▶ **Extracted information**

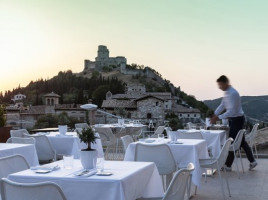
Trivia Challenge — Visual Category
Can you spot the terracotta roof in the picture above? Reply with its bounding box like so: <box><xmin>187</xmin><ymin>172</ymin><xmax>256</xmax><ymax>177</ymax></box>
<box><xmin>55</xmin><ymin>104</ymin><xmax>84</xmax><ymax>111</ymax></box>
<box><xmin>102</xmin><ymin>99</ymin><xmax>137</xmax><ymax>108</ymax></box>
<box><xmin>43</xmin><ymin>92</ymin><xmax>61</xmax><ymax>98</ymax></box>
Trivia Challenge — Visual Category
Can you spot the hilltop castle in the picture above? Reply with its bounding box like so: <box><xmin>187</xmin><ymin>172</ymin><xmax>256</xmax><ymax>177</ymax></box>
<box><xmin>84</xmin><ymin>45</ymin><xmax>127</xmax><ymax>73</ymax></box>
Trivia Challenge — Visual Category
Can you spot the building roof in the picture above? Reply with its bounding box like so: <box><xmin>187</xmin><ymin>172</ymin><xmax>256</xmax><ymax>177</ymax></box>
<box><xmin>134</xmin><ymin>95</ymin><xmax>164</xmax><ymax>102</ymax></box>
<box><xmin>102</xmin><ymin>99</ymin><xmax>137</xmax><ymax>109</ymax></box>
<box><xmin>175</xmin><ymin>105</ymin><xmax>201</xmax><ymax>113</ymax></box>
<box><xmin>55</xmin><ymin>104</ymin><xmax>84</xmax><ymax>111</ymax></box>
<box><xmin>20</xmin><ymin>105</ymin><xmax>47</xmax><ymax>115</ymax></box>
<box><xmin>43</xmin><ymin>92</ymin><xmax>61</xmax><ymax>98</ymax></box>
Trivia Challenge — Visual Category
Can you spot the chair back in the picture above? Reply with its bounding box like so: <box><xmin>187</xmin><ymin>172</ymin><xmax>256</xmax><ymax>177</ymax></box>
<box><xmin>94</xmin><ymin>127</ymin><xmax>116</xmax><ymax>147</ymax></box>
<box><xmin>231</xmin><ymin>130</ymin><xmax>246</xmax><ymax>151</ymax></box>
<box><xmin>217</xmin><ymin>138</ymin><xmax>234</xmax><ymax>168</ymax></box>
<box><xmin>75</xmin><ymin>123</ymin><xmax>89</xmax><ymax>130</ymax></box>
<box><xmin>154</xmin><ymin>126</ymin><xmax>165</xmax><ymax>135</ymax></box>
<box><xmin>248</xmin><ymin>123</ymin><xmax>259</xmax><ymax>145</ymax></box>
<box><xmin>27</xmin><ymin>135</ymin><xmax>56</xmax><ymax>162</ymax></box>
<box><xmin>1</xmin><ymin>178</ymin><xmax>67</xmax><ymax>200</ymax></box>
<box><xmin>0</xmin><ymin>155</ymin><xmax>30</xmax><ymax>181</ymax></box>
<box><xmin>178</xmin><ymin>131</ymin><xmax>203</xmax><ymax>139</ymax></box>
<box><xmin>10</xmin><ymin>129</ymin><xmax>29</xmax><ymax>138</ymax></box>
<box><xmin>6</xmin><ymin>137</ymin><xmax>35</xmax><ymax>145</ymax></box>
<box><xmin>163</xmin><ymin>163</ymin><xmax>195</xmax><ymax>200</ymax></box>
<box><xmin>120</xmin><ymin>135</ymin><xmax>134</xmax><ymax>151</ymax></box>
<box><xmin>135</xmin><ymin>143</ymin><xmax>176</xmax><ymax>175</ymax></box>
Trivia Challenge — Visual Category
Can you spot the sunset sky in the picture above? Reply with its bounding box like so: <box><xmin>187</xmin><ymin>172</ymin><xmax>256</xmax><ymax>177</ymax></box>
<box><xmin>1</xmin><ymin>0</ymin><xmax>267</xmax><ymax>100</ymax></box>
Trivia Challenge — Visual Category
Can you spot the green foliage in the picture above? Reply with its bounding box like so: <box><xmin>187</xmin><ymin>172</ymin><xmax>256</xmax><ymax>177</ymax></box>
<box><xmin>34</xmin><ymin>114</ymin><xmax>58</xmax><ymax>129</ymax></box>
<box><xmin>165</xmin><ymin>113</ymin><xmax>183</xmax><ymax>131</ymax></box>
<box><xmin>102</xmin><ymin>66</ymin><xmax>113</xmax><ymax>72</ymax></box>
<box><xmin>115</xmin><ymin>108</ymin><xmax>127</xmax><ymax>118</ymax></box>
<box><xmin>0</xmin><ymin>105</ymin><xmax>6</xmax><ymax>127</ymax></box>
<box><xmin>58</xmin><ymin>112</ymin><xmax>71</xmax><ymax>125</ymax></box>
<box><xmin>206</xmin><ymin>109</ymin><xmax>214</xmax><ymax>118</ymax></box>
<box><xmin>77</xmin><ymin>127</ymin><xmax>98</xmax><ymax>150</ymax></box>
<box><xmin>34</xmin><ymin>113</ymin><xmax>82</xmax><ymax>129</ymax></box>
<box><xmin>0</xmin><ymin>70</ymin><xmax>124</xmax><ymax>106</ymax></box>
<box><xmin>92</xmin><ymin>85</ymin><xmax>110</xmax><ymax>107</ymax></box>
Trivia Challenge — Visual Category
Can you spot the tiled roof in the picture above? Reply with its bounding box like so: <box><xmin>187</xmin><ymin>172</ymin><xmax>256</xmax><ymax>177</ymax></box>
<box><xmin>134</xmin><ymin>95</ymin><xmax>164</xmax><ymax>102</ymax></box>
<box><xmin>20</xmin><ymin>105</ymin><xmax>47</xmax><ymax>115</ymax></box>
<box><xmin>174</xmin><ymin>105</ymin><xmax>201</xmax><ymax>113</ymax></box>
<box><xmin>102</xmin><ymin>99</ymin><xmax>137</xmax><ymax>108</ymax></box>
<box><xmin>43</xmin><ymin>92</ymin><xmax>61</xmax><ymax>97</ymax></box>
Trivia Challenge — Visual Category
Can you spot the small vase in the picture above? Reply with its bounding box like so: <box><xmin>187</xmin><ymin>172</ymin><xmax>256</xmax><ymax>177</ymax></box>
<box><xmin>80</xmin><ymin>150</ymin><xmax>97</xmax><ymax>169</ymax></box>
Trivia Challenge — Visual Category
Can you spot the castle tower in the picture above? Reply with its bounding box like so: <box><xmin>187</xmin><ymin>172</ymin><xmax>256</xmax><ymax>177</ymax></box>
<box><xmin>95</xmin><ymin>45</ymin><xmax>109</xmax><ymax>69</ymax></box>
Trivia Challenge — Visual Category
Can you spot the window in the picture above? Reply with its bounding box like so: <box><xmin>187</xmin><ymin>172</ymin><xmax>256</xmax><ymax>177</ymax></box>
<box><xmin>147</xmin><ymin>113</ymin><xmax>152</xmax><ymax>119</ymax></box>
<box><xmin>127</xmin><ymin>112</ymin><xmax>131</xmax><ymax>118</ymax></box>
<box><xmin>179</xmin><ymin>114</ymin><xmax>182</xmax><ymax>117</ymax></box>
<box><xmin>194</xmin><ymin>114</ymin><xmax>196</xmax><ymax>117</ymax></box>
<box><xmin>187</xmin><ymin>114</ymin><xmax>190</xmax><ymax>118</ymax></box>
<box><xmin>165</xmin><ymin>105</ymin><xmax>168</xmax><ymax>109</ymax></box>
<box><xmin>156</xmin><ymin>102</ymin><xmax>159</xmax><ymax>106</ymax></box>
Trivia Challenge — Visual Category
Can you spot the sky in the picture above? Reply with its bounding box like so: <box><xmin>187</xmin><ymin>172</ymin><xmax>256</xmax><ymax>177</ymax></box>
<box><xmin>0</xmin><ymin>0</ymin><xmax>268</xmax><ymax>100</ymax></box>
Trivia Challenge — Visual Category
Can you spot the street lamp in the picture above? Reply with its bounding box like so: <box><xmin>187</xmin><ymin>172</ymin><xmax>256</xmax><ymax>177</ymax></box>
<box><xmin>80</xmin><ymin>104</ymin><xmax>121</xmax><ymax>124</ymax></box>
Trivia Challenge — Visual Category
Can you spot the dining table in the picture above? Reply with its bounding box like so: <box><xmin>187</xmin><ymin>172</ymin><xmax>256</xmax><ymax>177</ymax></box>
<box><xmin>43</xmin><ymin>132</ymin><xmax>104</xmax><ymax>159</ymax></box>
<box><xmin>124</xmin><ymin>138</ymin><xmax>210</xmax><ymax>187</ymax></box>
<box><xmin>178</xmin><ymin>129</ymin><xmax>227</xmax><ymax>158</ymax></box>
<box><xmin>8</xmin><ymin>160</ymin><xmax>164</xmax><ymax>200</ymax></box>
<box><xmin>0</xmin><ymin>143</ymin><xmax>39</xmax><ymax>167</ymax></box>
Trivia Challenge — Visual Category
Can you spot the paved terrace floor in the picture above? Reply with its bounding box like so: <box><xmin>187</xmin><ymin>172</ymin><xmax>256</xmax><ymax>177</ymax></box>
<box><xmin>191</xmin><ymin>158</ymin><xmax>268</xmax><ymax>200</ymax></box>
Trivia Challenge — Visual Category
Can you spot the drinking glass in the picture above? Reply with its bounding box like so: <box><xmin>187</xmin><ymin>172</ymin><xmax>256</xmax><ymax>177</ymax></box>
<box><xmin>96</xmin><ymin>157</ymin><xmax>104</xmax><ymax>173</ymax></box>
<box><xmin>63</xmin><ymin>155</ymin><xmax>73</xmax><ymax>169</ymax></box>
<box><xmin>158</xmin><ymin>134</ymin><xmax>164</xmax><ymax>142</ymax></box>
<box><xmin>199</xmin><ymin>126</ymin><xmax>205</xmax><ymax>132</ymax></box>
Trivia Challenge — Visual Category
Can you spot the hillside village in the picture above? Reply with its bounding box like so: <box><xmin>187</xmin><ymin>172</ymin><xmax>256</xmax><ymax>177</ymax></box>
<box><xmin>4</xmin><ymin>45</ymin><xmax>202</xmax><ymax>129</ymax></box>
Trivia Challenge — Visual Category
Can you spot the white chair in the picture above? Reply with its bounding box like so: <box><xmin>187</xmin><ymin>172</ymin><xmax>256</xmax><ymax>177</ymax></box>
<box><xmin>143</xmin><ymin>126</ymin><xmax>166</xmax><ymax>138</ymax></box>
<box><xmin>10</xmin><ymin>129</ymin><xmax>30</xmax><ymax>138</ymax></box>
<box><xmin>135</xmin><ymin>143</ymin><xmax>177</xmax><ymax>190</ymax></box>
<box><xmin>245</xmin><ymin>123</ymin><xmax>259</xmax><ymax>158</ymax></box>
<box><xmin>27</xmin><ymin>135</ymin><xmax>56</xmax><ymax>163</ymax></box>
<box><xmin>198</xmin><ymin>138</ymin><xmax>233</xmax><ymax>200</ymax></box>
<box><xmin>120</xmin><ymin>135</ymin><xmax>134</xmax><ymax>152</ymax></box>
<box><xmin>229</xmin><ymin>129</ymin><xmax>246</xmax><ymax>178</ymax></box>
<box><xmin>6</xmin><ymin>137</ymin><xmax>35</xmax><ymax>145</ymax></box>
<box><xmin>0</xmin><ymin>155</ymin><xmax>30</xmax><ymax>181</ymax></box>
<box><xmin>94</xmin><ymin>127</ymin><xmax>117</xmax><ymax>160</ymax></box>
<box><xmin>75</xmin><ymin>123</ymin><xmax>89</xmax><ymax>130</ymax></box>
<box><xmin>138</xmin><ymin>163</ymin><xmax>195</xmax><ymax>200</ymax></box>
<box><xmin>1</xmin><ymin>178</ymin><xmax>67</xmax><ymax>200</ymax></box>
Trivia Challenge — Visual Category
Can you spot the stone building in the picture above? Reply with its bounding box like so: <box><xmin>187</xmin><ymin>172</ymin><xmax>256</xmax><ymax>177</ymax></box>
<box><xmin>84</xmin><ymin>45</ymin><xmax>127</xmax><ymax>73</ymax></box>
<box><xmin>101</xmin><ymin>84</ymin><xmax>201</xmax><ymax>126</ymax></box>
<box><xmin>43</xmin><ymin>92</ymin><xmax>60</xmax><ymax>106</ymax></box>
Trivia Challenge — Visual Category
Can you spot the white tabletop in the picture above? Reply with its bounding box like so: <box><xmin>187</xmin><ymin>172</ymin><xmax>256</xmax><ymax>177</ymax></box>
<box><xmin>180</xmin><ymin>129</ymin><xmax>226</xmax><ymax>158</ymax></box>
<box><xmin>124</xmin><ymin>139</ymin><xmax>209</xmax><ymax>186</ymax></box>
<box><xmin>45</xmin><ymin>132</ymin><xmax>104</xmax><ymax>159</ymax></box>
<box><xmin>9</xmin><ymin>160</ymin><xmax>164</xmax><ymax>200</ymax></box>
<box><xmin>0</xmin><ymin>143</ymin><xmax>39</xmax><ymax>167</ymax></box>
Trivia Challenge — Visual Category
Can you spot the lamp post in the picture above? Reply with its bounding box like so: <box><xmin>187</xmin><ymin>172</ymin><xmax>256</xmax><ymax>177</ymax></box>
<box><xmin>80</xmin><ymin>104</ymin><xmax>121</xmax><ymax>124</ymax></box>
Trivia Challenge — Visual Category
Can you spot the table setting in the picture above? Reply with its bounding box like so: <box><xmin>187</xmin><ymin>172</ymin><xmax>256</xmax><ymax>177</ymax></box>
<box><xmin>124</xmin><ymin>136</ymin><xmax>209</xmax><ymax>186</ymax></box>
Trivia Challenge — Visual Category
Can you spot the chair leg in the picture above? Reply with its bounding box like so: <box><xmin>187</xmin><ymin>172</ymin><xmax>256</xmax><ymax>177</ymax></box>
<box><xmin>223</xmin><ymin>167</ymin><xmax>231</xmax><ymax>197</ymax></box>
<box><xmin>254</xmin><ymin>144</ymin><xmax>258</xmax><ymax>159</ymax></box>
<box><xmin>238</xmin><ymin>149</ymin><xmax>245</xmax><ymax>173</ymax></box>
<box><xmin>187</xmin><ymin>174</ymin><xmax>192</xmax><ymax>200</ymax></box>
<box><xmin>217</xmin><ymin>165</ymin><xmax>226</xmax><ymax>200</ymax></box>
<box><xmin>194</xmin><ymin>186</ymin><xmax>197</xmax><ymax>195</ymax></box>
<box><xmin>234</xmin><ymin>151</ymin><xmax>240</xmax><ymax>179</ymax></box>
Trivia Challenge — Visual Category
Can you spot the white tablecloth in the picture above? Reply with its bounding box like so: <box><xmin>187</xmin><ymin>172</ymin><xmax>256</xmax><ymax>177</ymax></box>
<box><xmin>124</xmin><ymin>139</ymin><xmax>209</xmax><ymax>186</ymax></box>
<box><xmin>180</xmin><ymin>129</ymin><xmax>226</xmax><ymax>158</ymax></box>
<box><xmin>45</xmin><ymin>132</ymin><xmax>104</xmax><ymax>159</ymax></box>
<box><xmin>9</xmin><ymin>160</ymin><xmax>164</xmax><ymax>200</ymax></box>
<box><xmin>0</xmin><ymin>143</ymin><xmax>39</xmax><ymax>167</ymax></box>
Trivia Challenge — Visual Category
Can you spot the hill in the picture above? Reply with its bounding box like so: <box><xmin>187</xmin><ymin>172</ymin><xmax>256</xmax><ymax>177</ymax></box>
<box><xmin>204</xmin><ymin>95</ymin><xmax>268</xmax><ymax>123</ymax></box>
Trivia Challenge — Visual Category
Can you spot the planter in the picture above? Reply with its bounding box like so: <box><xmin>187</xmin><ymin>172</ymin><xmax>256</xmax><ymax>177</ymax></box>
<box><xmin>0</xmin><ymin>127</ymin><xmax>12</xmax><ymax>143</ymax></box>
<box><xmin>80</xmin><ymin>150</ymin><xmax>97</xmax><ymax>169</ymax></box>
<box><xmin>58</xmin><ymin>125</ymin><xmax>67</xmax><ymax>135</ymax></box>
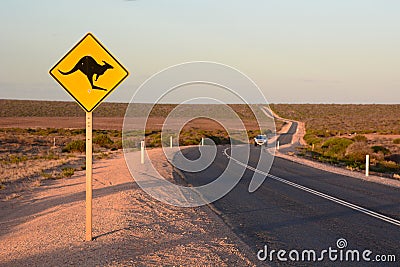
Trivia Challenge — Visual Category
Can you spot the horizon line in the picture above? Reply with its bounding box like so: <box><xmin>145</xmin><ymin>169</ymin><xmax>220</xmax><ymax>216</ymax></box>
<box><xmin>0</xmin><ymin>98</ymin><xmax>399</xmax><ymax>105</ymax></box>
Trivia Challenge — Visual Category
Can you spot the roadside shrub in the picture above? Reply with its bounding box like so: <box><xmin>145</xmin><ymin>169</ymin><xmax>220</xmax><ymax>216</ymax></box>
<box><xmin>393</xmin><ymin>138</ymin><xmax>400</xmax><ymax>144</ymax></box>
<box><xmin>112</xmin><ymin>140</ymin><xmax>123</xmax><ymax>150</ymax></box>
<box><xmin>61</xmin><ymin>167</ymin><xmax>75</xmax><ymax>178</ymax></box>
<box><xmin>62</xmin><ymin>140</ymin><xmax>85</xmax><ymax>153</ymax></box>
<box><xmin>321</xmin><ymin>138</ymin><xmax>353</xmax><ymax>159</ymax></box>
<box><xmin>71</xmin><ymin>129</ymin><xmax>85</xmax><ymax>135</ymax></box>
<box><xmin>385</xmin><ymin>154</ymin><xmax>400</xmax><ymax>164</ymax></box>
<box><xmin>9</xmin><ymin>155</ymin><xmax>28</xmax><ymax>164</ymax></box>
<box><xmin>383</xmin><ymin>160</ymin><xmax>399</xmax><ymax>170</ymax></box>
<box><xmin>146</xmin><ymin>132</ymin><xmax>161</xmax><ymax>147</ymax></box>
<box><xmin>95</xmin><ymin>152</ymin><xmax>109</xmax><ymax>160</ymax></box>
<box><xmin>372</xmin><ymin>161</ymin><xmax>400</xmax><ymax>173</ymax></box>
<box><xmin>352</xmin><ymin>135</ymin><xmax>367</xmax><ymax>143</ymax></box>
<box><xmin>310</xmin><ymin>129</ymin><xmax>335</xmax><ymax>138</ymax></box>
<box><xmin>93</xmin><ymin>134</ymin><xmax>114</xmax><ymax>148</ymax></box>
<box><xmin>371</xmin><ymin>146</ymin><xmax>390</xmax><ymax>155</ymax></box>
<box><xmin>303</xmin><ymin>133</ymin><xmax>323</xmax><ymax>146</ymax></box>
<box><xmin>345</xmin><ymin>142</ymin><xmax>373</xmax><ymax>162</ymax></box>
<box><xmin>122</xmin><ymin>139</ymin><xmax>137</xmax><ymax>149</ymax></box>
<box><xmin>41</xmin><ymin>171</ymin><xmax>53</xmax><ymax>179</ymax></box>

▶ **Assignment**
For this exercise, the answer is the lines from the one containing "Can you spot the roadside" through the end of the listing above, reproduced exactly.

▶ **Response**
Can you spot the roadside shrub in the picture above? Reply with its bounding box like so: <box><xmin>145</xmin><ymin>169</ymin><xmax>220</xmax><ymax>216</ymax></box>
<box><xmin>393</xmin><ymin>138</ymin><xmax>400</xmax><ymax>144</ymax></box>
<box><xmin>112</xmin><ymin>140</ymin><xmax>123</xmax><ymax>150</ymax></box>
<box><xmin>61</xmin><ymin>167</ymin><xmax>75</xmax><ymax>178</ymax></box>
<box><xmin>62</xmin><ymin>140</ymin><xmax>85</xmax><ymax>153</ymax></box>
<box><xmin>321</xmin><ymin>138</ymin><xmax>353</xmax><ymax>159</ymax></box>
<box><xmin>71</xmin><ymin>129</ymin><xmax>85</xmax><ymax>135</ymax></box>
<box><xmin>385</xmin><ymin>154</ymin><xmax>400</xmax><ymax>164</ymax></box>
<box><xmin>9</xmin><ymin>155</ymin><xmax>28</xmax><ymax>164</ymax></box>
<box><xmin>383</xmin><ymin>160</ymin><xmax>399</xmax><ymax>170</ymax></box>
<box><xmin>146</xmin><ymin>132</ymin><xmax>161</xmax><ymax>147</ymax></box>
<box><xmin>95</xmin><ymin>152</ymin><xmax>109</xmax><ymax>160</ymax></box>
<box><xmin>372</xmin><ymin>161</ymin><xmax>400</xmax><ymax>173</ymax></box>
<box><xmin>352</xmin><ymin>135</ymin><xmax>367</xmax><ymax>143</ymax></box>
<box><xmin>310</xmin><ymin>129</ymin><xmax>335</xmax><ymax>138</ymax></box>
<box><xmin>93</xmin><ymin>134</ymin><xmax>114</xmax><ymax>148</ymax></box>
<box><xmin>371</xmin><ymin>146</ymin><xmax>390</xmax><ymax>155</ymax></box>
<box><xmin>303</xmin><ymin>133</ymin><xmax>323</xmax><ymax>146</ymax></box>
<box><xmin>345</xmin><ymin>142</ymin><xmax>373</xmax><ymax>162</ymax></box>
<box><xmin>122</xmin><ymin>139</ymin><xmax>137</xmax><ymax>149</ymax></box>
<box><xmin>41</xmin><ymin>171</ymin><xmax>53</xmax><ymax>179</ymax></box>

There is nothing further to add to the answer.